▸ **JOB**
Please copy the entries below, starting with the line with "Shelf-audit ticket. Put a marker on every instance of the shadow" and going on through the line with "Shelf-audit ticket. Put a marker on every instance of the leafy", swapping "coordinates" for "positions" and changing nothing else.

▸ **DATA LINES**
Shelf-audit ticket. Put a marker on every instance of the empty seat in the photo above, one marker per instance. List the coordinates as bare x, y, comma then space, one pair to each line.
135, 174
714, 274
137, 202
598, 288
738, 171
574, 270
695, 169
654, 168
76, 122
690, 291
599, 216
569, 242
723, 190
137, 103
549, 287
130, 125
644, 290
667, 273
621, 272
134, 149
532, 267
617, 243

==

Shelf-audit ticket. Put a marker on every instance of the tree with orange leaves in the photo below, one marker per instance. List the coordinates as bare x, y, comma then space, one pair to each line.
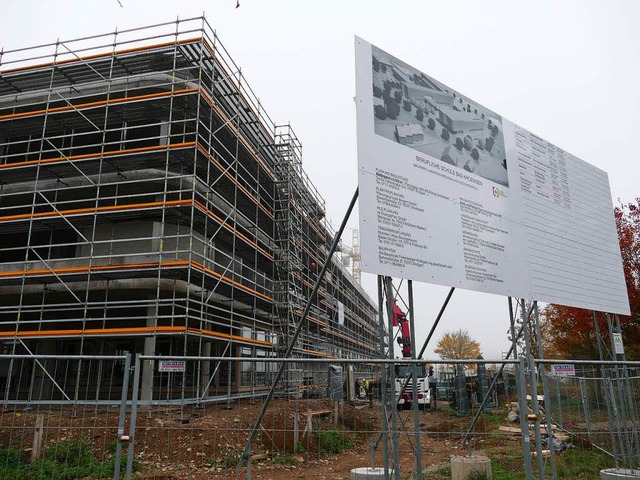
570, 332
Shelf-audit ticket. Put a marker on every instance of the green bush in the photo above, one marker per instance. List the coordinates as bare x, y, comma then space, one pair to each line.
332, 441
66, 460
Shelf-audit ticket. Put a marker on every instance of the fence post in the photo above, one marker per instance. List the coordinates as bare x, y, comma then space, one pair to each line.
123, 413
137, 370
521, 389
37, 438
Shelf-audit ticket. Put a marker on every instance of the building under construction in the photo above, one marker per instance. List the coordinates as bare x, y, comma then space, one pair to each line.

==

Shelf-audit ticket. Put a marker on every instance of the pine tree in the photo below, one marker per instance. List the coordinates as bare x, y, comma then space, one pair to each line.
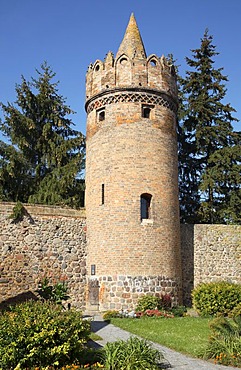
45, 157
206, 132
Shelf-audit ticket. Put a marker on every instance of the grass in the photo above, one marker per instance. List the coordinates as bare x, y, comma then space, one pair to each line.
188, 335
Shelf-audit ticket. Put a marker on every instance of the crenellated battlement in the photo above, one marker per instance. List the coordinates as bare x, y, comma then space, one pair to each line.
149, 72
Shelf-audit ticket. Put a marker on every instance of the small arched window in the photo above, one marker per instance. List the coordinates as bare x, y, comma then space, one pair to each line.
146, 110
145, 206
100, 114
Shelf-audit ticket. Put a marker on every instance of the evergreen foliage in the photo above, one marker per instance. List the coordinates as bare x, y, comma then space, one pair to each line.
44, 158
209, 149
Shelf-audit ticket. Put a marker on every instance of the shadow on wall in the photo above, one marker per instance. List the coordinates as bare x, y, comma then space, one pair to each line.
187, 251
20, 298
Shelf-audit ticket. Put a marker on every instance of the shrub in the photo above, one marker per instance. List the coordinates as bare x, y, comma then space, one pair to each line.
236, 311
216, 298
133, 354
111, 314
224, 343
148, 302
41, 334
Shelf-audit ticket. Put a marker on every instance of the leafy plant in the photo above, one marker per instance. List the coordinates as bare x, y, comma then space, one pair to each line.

▸ **IN RESPONSE**
Shelf-audit ticket. Put a marker on every instance of the shadow on wall in the photo above, one marker per instance. List the positions as bare x, y, comma then space, one pair to each line.
187, 251
20, 298
Shelf-audit ticket. Put a marker on every instance of the shrub in the photo above, one marker per instance. List the positions as bare x, y, comma then space, one pair to each line.
236, 311
216, 298
133, 354
111, 314
224, 343
148, 302
41, 334
Shelf-audit ticket. Put a marker on every instance of the leafy plant in the photo above, one marker per instance. List the positions as bare x, y, comma then space, one pair to each line.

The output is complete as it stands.